▽

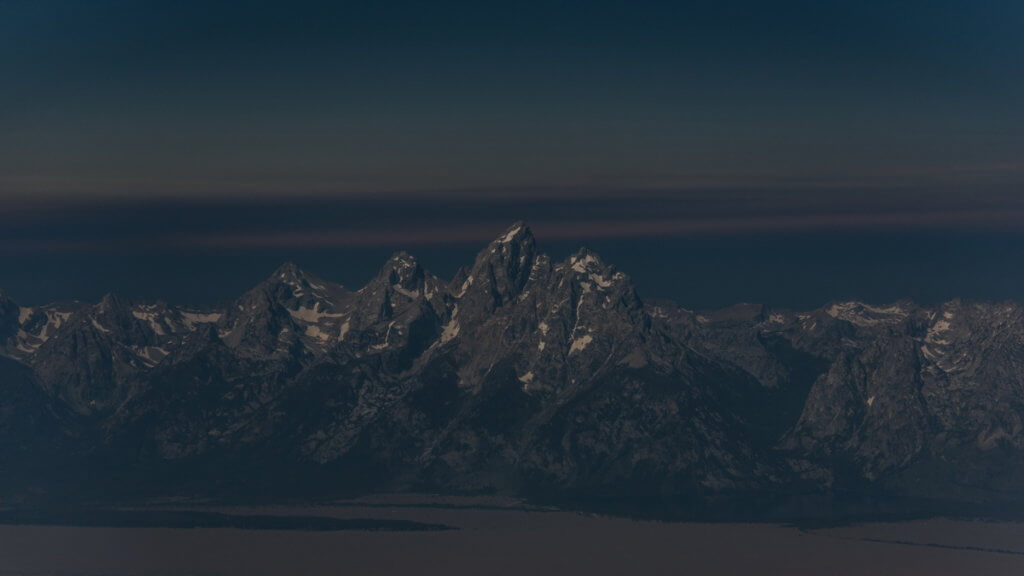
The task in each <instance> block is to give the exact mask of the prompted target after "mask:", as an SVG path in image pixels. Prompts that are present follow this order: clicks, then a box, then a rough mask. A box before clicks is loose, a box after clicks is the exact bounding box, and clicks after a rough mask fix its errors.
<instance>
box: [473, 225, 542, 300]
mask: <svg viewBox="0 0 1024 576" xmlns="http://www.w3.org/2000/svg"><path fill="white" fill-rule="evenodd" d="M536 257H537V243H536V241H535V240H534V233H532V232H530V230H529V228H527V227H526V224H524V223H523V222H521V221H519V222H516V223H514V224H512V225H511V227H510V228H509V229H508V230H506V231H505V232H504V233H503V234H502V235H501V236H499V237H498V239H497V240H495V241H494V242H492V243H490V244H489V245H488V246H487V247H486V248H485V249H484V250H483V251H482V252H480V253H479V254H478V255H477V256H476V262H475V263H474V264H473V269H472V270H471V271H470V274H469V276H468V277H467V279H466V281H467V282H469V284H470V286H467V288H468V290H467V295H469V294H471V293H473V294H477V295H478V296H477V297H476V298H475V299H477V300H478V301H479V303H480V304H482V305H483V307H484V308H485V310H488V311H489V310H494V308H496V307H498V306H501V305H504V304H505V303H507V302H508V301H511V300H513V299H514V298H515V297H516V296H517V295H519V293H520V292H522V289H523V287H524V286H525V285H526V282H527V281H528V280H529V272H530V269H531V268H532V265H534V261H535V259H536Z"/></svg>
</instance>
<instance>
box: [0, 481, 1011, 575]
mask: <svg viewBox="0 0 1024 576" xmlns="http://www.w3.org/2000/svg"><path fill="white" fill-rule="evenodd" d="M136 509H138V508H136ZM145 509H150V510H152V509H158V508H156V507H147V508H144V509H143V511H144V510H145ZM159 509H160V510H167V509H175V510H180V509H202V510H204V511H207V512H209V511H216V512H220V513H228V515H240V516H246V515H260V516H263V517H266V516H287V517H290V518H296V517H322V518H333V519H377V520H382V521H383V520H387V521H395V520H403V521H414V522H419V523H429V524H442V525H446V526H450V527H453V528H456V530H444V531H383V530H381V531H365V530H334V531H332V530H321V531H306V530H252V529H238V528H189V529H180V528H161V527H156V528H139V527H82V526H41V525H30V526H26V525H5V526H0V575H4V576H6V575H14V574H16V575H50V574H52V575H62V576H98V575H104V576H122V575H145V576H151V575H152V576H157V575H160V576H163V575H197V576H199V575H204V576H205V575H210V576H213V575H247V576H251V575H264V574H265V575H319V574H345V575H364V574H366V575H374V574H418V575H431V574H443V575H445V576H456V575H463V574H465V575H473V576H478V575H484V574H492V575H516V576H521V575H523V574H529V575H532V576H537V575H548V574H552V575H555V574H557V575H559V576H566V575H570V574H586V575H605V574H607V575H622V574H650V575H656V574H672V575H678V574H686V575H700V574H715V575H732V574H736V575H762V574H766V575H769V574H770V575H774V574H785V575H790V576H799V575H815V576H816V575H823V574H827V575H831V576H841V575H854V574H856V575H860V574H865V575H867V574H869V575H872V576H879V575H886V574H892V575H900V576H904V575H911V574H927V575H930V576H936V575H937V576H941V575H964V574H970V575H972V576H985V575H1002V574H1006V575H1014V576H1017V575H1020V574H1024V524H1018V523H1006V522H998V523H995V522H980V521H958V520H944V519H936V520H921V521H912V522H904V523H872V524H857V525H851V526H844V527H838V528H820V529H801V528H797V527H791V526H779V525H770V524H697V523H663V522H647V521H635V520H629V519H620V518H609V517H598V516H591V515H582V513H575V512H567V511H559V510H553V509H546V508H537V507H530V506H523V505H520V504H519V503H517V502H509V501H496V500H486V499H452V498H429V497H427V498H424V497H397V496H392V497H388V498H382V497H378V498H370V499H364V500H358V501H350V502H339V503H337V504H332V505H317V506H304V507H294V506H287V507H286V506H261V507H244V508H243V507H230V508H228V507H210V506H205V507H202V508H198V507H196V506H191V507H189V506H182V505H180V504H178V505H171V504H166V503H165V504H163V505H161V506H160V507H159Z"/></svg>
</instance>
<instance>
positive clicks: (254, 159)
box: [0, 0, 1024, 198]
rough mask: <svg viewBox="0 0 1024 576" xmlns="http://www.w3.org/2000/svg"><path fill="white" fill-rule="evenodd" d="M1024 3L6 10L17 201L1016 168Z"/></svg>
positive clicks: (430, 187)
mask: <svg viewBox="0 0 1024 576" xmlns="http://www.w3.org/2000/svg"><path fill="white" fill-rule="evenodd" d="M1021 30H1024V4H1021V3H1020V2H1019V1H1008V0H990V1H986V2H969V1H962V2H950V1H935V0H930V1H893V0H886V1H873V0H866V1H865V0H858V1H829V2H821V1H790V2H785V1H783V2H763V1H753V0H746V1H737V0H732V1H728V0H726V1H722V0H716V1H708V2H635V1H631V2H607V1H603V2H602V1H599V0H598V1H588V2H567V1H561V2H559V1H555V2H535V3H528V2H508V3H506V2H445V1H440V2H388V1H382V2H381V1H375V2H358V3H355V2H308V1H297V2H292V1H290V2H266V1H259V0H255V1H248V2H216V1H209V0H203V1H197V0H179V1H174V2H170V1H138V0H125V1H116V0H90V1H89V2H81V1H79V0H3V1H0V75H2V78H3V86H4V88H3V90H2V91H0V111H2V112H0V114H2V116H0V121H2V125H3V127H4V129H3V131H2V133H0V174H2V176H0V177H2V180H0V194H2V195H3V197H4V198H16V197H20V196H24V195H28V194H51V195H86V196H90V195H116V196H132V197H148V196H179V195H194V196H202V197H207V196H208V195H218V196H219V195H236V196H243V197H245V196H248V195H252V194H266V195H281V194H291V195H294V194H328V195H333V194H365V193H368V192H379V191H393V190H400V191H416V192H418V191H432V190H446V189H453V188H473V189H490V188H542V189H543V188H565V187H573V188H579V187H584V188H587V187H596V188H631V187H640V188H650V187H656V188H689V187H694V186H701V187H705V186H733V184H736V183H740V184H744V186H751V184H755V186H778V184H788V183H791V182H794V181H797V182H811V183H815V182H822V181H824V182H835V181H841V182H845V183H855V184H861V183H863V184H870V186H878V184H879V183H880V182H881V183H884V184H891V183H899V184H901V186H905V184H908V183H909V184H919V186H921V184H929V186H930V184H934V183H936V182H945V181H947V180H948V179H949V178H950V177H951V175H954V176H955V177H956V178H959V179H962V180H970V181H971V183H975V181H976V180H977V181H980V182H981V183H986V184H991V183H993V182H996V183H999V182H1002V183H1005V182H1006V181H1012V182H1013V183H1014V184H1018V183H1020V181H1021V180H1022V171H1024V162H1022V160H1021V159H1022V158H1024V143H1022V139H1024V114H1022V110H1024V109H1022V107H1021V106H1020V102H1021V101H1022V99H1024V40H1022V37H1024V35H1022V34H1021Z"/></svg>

△

Task -> Could you retype all of the data above exactly as it appears, leaving the picture out of your answer?

Solution to the exercise ->
The task in each <instance> block is to give the exact mask of the prompted target after "mask:", as an SVG path in image pixels. Prompts that are present follow this order: clicks, then a box, then a rough mask. A box before clicks is loose, a box after clicks is the exact bounding box, and clicks after a rough mask fix its errors.
<instance>
box: [473, 225, 542, 300]
mask: <svg viewBox="0 0 1024 576" xmlns="http://www.w3.org/2000/svg"><path fill="white" fill-rule="evenodd" d="M536 257H537V243H536V241H535V240H534V233H532V232H530V230H529V228H527V227H526V224H524V223H523V222H521V221H519V222H516V223H514V224H512V225H511V227H510V228H509V229H508V230H506V231H505V232H504V233H503V234H502V235H501V236H499V237H498V239H497V240H495V241H494V242H492V243H490V244H489V245H488V246H487V247H486V248H485V249H484V250H483V251H482V252H480V253H479V254H478V255H477V256H476V262H475V263H474V264H473V269H472V270H471V271H470V274H469V276H468V277H467V279H466V281H467V282H469V284H470V286H467V288H468V290H467V295H469V294H471V293H473V294H477V295H478V296H477V297H476V298H475V299H477V300H478V301H479V303H480V304H482V305H483V307H484V308H485V310H488V311H489V310H494V308H496V307H498V306H501V305H504V304H505V303H507V302H508V301H511V300H513V299H514V298H515V297H516V296H517V295H519V293H520V292H522V289H523V287H524V286H525V285H526V282H527V281H528V280H529V272H530V269H531V268H532V265H534V261H535V259H536Z"/></svg>
</instance>
<instance>
box: [0, 481, 1011, 575]
mask: <svg viewBox="0 0 1024 576" xmlns="http://www.w3.org/2000/svg"><path fill="white" fill-rule="evenodd" d="M136 509H138V508H136ZM145 509H150V510H152V509H158V508H156V507H147V508H144V509H143V511H144V510H145ZM159 509H160V510H167V509H175V510H180V509H202V510H204V511H207V512H209V511H216V512H220V513H228V515H240V516H246V515H260V516H263V517H266V516H287V517H290V518H296V517H322V518H333V519H377V520H382V521H383V520H387V521H395V520H403V521H414V522H419V523H429V524H442V525H446V526H450V527H453V528H456V530H444V531H383V530H381V531H365V530H334V531H332V530H321V531H306V530H252V529H238V528H189V529H180V528H161V527H156V528H139V527H82V526H41V525H30V526H26V525H5V526H0V575H4V576H6V575H14V574H16V575H50V574H52V575H62V576H98V575H104V576H122V575H145V576H151V575H152V576H157V575H160V576H163V575H197V576H199V575H204V576H205V575H210V576H213V575H247V576H251V575H264V574H265V575H319V574H345V575H364V574H366V575H374V574H418V575H431V574H443V575H445V576H456V575H463V574H465V575H473V576H478V575H484V574H492V575H516V576H521V575H523V574H529V575H532V576H537V575H548V574H552V575H555V574H557V575H559V576H566V575H570V574H586V575H605V574H607V575H622V574H650V575H656V574H672V575H678V574H686V575H700V574H715V575H732V574H736V575H762V574H766V575H769V574H770V575H774V574H785V575H790V576H799V575H815V576H816V575H823V574H827V575H831V576H841V575H854V574H856V575H860V574H865V575H867V574H869V575H872V576H879V575H886V574H892V575H900V576H904V575H911V574H927V575H930V576H936V575H937V576H941V575H964V574H970V575H972V576H985V575H1002V574H1006V575H1014V576H1017V575H1020V574H1024V524H1018V523H1006V522H998V523H995V522H980V521H958V520H944V519H936V520H921V521H912V522H904V523H872V524H857V525H851V526H844V527H838V528H820V529H801V528H797V527H791V526H779V525H770V524H697V523H663V522H647V521H635V520H629V519H620V518H609V517H598V516H591V515H582V513H575V512H567V511H559V510H553V509H546V508H537V507H530V506H523V505H520V504H519V503H517V502H509V501H496V500H486V499H452V498H429V497H427V498H424V497H397V496H392V497H388V498H382V497H378V498H370V499H364V500H358V501H350V502H339V503H337V504H332V505H317V506H304V507H294V506H287V507H286V506H261V507H244V508H243V507H230V508H228V507H210V506H205V507H202V508H198V507H196V506H191V507H189V506H182V505H180V504H178V505H171V504H166V503H165V504H163V505H161V506H160V507H159Z"/></svg>
</instance>
<instance>
positive clicks: (254, 159)
box: [0, 0, 1024, 198]
rough mask: <svg viewBox="0 0 1024 576" xmlns="http://www.w3.org/2000/svg"><path fill="white" fill-rule="evenodd" d="M1024 3L6 10L17 201L1016 168Z"/></svg>
positive clicks: (430, 187)
mask: <svg viewBox="0 0 1024 576" xmlns="http://www.w3.org/2000/svg"><path fill="white" fill-rule="evenodd" d="M1021 30H1024V4H1021V3H1020V2H1019V1H1008V0H990V1H986V2H969V1H962V2H950V1H935V0H930V1H893V0H886V1H873V0H866V1H865V0H858V1H829V2H821V1H790V2H785V1H783V2H763V1H753V0H746V1H737V0H732V1H728V0H726V1H722V0H716V1H708V2H635V1H631V2H607V1H603V2H602V1H599V0H598V1H588V2H567V1H561V2H559V1H555V2H535V3H528V2H508V3H506V2H445V1H440V2H388V1H382V2H381V1H375V2H358V3H355V2H308V1H297V2H292V1H290V2H266V1H259V0H255V1H248V2H216V1H209V0H203V1H197V0H179V1H174V2H170V1H138V0H125V1H116V0H90V1H89V2H81V1H79V0H3V1H0V75H2V78H3V86H4V88H3V90H2V91H0V111H2V112H0V114H2V116H0V121H2V125H3V127H4V129H3V131H2V133H0V174H2V176H0V177H2V180H0V194H2V195H3V197H4V198H16V197H20V196H24V195H28V194H51V195H86V196H90V195H116V196H132V197H148V196H179V195H194V196H202V197H207V196H208V195H218V196H219V195H236V196H243V197H245V196H248V195H252V194H266V195H281V194H291V195H294V194H328V195H333V194H365V193H368V192H379V191H393V190H400V191H416V192H418V191H432V190H446V189H453V188H473V189H490V188H542V189H543V188H565V187H573V188H579V187H584V188H587V187H596V188H631V187H640V188H650V187H656V188H689V187H694V186H701V187H705V186H733V184H736V183H740V184H744V186H751V184H755V186H778V184H788V183H791V182H794V181H797V182H811V183H815V182H822V181H824V182H835V181H841V182H845V183H855V184H861V183H863V184H870V186H878V184H879V183H880V182H881V183H884V184H891V183H899V184H901V186H905V184H908V183H909V184H919V186H921V184H929V186H930V184H934V183H936V182H945V181H947V180H948V179H949V178H950V177H951V175H954V176H955V177H956V178H959V179H962V180H970V181H971V183H975V181H976V180H977V181H980V182H981V183H986V184H991V183H993V182H996V183H999V182H1002V183H1005V182H1006V181H1012V182H1013V183H1014V184H1018V183H1020V181H1021V180H1022V171H1024V162H1022V160H1021V159H1022V158H1024V143H1022V139H1024V114H1022V110H1024V109H1022V107H1021V106H1020V102H1021V101H1022V99H1024V40H1022V37H1024V35H1022V34H1021Z"/></svg>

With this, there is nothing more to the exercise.